» Teks Bacaan:

Korupsi Proyek Fiktif Rp46,8 M di PT PP: KPK Didesak Periksa Dirut Novel Arsyad
Jakarta, MI – Dugaan korupsi proyek fiktif di PT Pembangunan Perumahan (PP) mengguncang publik. Komisi Pemberantasan Korupsi (KPK) telah menetapkan dua tersangka utama, Didik Mardiyanto (DM) dan Herry Nurdy Nasution (HNN), pada November 2025.
Modus operasinya berlangsung antara 2022–2023 dan merugikan negara sekitar Rp46,8 miliar.
Kasus ini menyingkap praktik manipulasi sistematis di Divisi EPC PT PP, khususnya proyek strategis melalui skema konsorsium. Pada Juni 2022, DM memerintahkan HNN menyiapkan dana Rp25 miliar untuk proyek Cisem. Untuk menutupi jejak, mereka menggunakan vendor fiktif PT AW, meminjam identitas pegawai hingga office boy, mencetak purchase order dan tagihan palsu, kemudian mencairkan dana dalam bentuk valuta asing.

» Data Terkumpul:
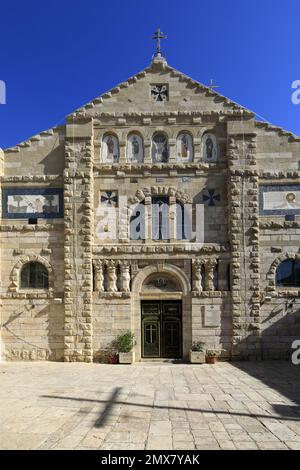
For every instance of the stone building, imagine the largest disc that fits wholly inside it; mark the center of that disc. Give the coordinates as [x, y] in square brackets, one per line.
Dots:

» Langkah Kerja:
a) Menurut berita tentang korupsi proyek fiktif di PT PP, apa alasan DM dan HNN memakai vendor fiktif PT AW serta meminjam identitas pegawai? Jelaskan dalam satu sampai tiga kalimat.
b) Lanjutkan berita tentang korupsi proyek fiktif di PT PP mulai setelah kalimat terakhirnya.

» Kunci Jawaban:
a) Mereka melakukannya untuk menutupi jejak. Demi tujuan yang sama, mereka juga mencetak purchase order dan tagihan palsu, lalu mencairkan dana dalam bentuk valuta asing.

b)
Pola serupa muncul di proyek lain, dengan identitas staf dipinjam sebagai sopir, office boy, dan staf keuangan, sehingga total kerugian mencapai Rp10,8 miliar. Di proyek Bahodopi, DM menyalurkan dana untuk THR dan tunjangan variabel staf yang bukan vendor, termasuk KUR Rp7,5 miliar dan APR Rp3,3 miliar.
Pakar hukum pidana Universitas Borobudur, Hudi Yusuf, menegaskan, proyek fiktif merupakan tindak pidana korupsi, dan pembelian aset dari uang korupsi masuk kategori pencucian uang.
"Pelaku harus dihukum berat, mengingat negara sedang krisis keuangan. Manipulasi ini sudah berulang, sehingga sangat mustahil Dirut tidak tahu. KPK harus segera memeriksa Dirut PT PP (Novel Arsyad) terkait tanggung jawabnya," ujarnya kepada Monitorindonesia.com, Rabu (24/12/2025).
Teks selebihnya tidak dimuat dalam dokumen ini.